[Records from a data collection]

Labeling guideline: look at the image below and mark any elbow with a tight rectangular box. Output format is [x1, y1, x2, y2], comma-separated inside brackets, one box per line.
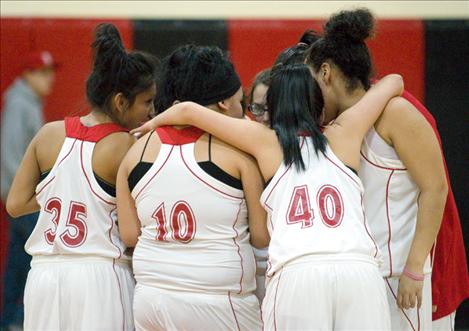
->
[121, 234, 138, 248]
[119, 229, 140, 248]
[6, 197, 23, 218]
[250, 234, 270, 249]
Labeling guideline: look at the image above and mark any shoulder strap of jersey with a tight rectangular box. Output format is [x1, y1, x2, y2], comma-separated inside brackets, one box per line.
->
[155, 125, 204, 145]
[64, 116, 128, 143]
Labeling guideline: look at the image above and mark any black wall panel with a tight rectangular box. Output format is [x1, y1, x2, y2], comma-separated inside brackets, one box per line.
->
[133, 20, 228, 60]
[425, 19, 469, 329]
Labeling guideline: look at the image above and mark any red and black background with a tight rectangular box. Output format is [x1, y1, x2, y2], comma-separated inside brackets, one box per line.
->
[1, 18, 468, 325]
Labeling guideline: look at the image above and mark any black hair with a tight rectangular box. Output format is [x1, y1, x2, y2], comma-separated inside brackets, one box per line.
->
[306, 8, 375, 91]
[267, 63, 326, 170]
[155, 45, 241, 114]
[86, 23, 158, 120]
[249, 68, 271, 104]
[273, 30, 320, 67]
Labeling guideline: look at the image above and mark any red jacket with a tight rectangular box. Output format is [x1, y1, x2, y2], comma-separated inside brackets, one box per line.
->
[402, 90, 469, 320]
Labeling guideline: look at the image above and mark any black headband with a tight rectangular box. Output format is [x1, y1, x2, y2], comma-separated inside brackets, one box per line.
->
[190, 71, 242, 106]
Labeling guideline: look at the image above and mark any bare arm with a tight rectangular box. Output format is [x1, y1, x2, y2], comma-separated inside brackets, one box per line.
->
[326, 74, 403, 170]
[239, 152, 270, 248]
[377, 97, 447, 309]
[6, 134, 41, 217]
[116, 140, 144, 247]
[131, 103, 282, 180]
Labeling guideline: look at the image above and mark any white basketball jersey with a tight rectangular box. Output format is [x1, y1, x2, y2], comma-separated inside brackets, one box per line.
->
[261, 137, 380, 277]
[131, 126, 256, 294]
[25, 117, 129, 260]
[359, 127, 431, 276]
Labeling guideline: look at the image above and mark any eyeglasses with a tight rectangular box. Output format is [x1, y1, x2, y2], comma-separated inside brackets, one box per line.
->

_EXERCISE BRIEF_
Keep each line of the records exactly as it is while transcribing them, but leave the images behind.

_EXPECTED OUTPUT_
Labeling guideline: look at the image below and mark any elbow with a tight rectangular box. Output format is [x1, y1, x2, y2], comma-separated inside brackets, one box per line.
->
[121, 234, 138, 248]
[119, 229, 140, 248]
[6, 197, 23, 218]
[250, 234, 270, 249]
Labeling guideline: look at the image above and mark any shoulder strap of jersey with a tight rectangular box. Output format is [x1, y1, x2, y2], comma-separated inside brackets, one box per line.
->
[155, 125, 204, 145]
[64, 116, 128, 143]
Labeling guideline: look at the image above and mark any black wall panel with a tight rectangular box. Output format is [x1, y1, x2, y2], comma-separated inside brackets, one box per line.
->
[133, 20, 228, 60]
[425, 19, 469, 329]
Labeling guideline: look at the image above and mark any red and black background with a tight rectangular box. Output format is [x1, y1, x2, y2], comma-separated inside brackets, one box per line.
->
[1, 18, 468, 325]
Labeling guideline: look at the image above and mark any black hair with a tight rectangular box. Output format is [x1, y1, x2, y2], comma-separated inside brackets, one box per line.
->
[306, 8, 375, 91]
[267, 63, 326, 170]
[155, 45, 241, 114]
[86, 23, 158, 120]
[249, 68, 271, 104]
[273, 30, 320, 67]
Labeling guideline: look at the image above and mark any red jacket with a tight rectangular box. Output format is [x1, y1, x2, y2], comma-separated inside brackets, one box per line.
->
[402, 90, 469, 320]
Labeling guideline: look at the image above and mark any black headband with a tight rectangular box. Output format is [x1, y1, x2, y2], comma-separated inside brackets, one box per line.
->
[190, 71, 242, 106]
Labeling guideline: look at the image above and mark any bare arm with a tight rectangular box. Output format is [x1, y1, x2, y2], comma-separated inside brackets, one box per line.
->
[326, 74, 403, 170]
[239, 152, 270, 248]
[377, 97, 447, 309]
[6, 134, 41, 217]
[116, 140, 144, 247]
[131, 103, 282, 180]
Labeling guideline: look at the image above and mark any white basketball jersey with a tight rectangular box. Output format is [x1, y1, x2, y2], comma-separated inside brackets, one box per line.
->
[261, 137, 380, 277]
[131, 126, 256, 294]
[25, 117, 129, 260]
[359, 127, 431, 276]
Labeling guideline: look at the image above and mark any eyeglasses with a tight rectangular box. Output format is [x1, y1, x2, y2], comma-separated inside brackets, one box per line.
->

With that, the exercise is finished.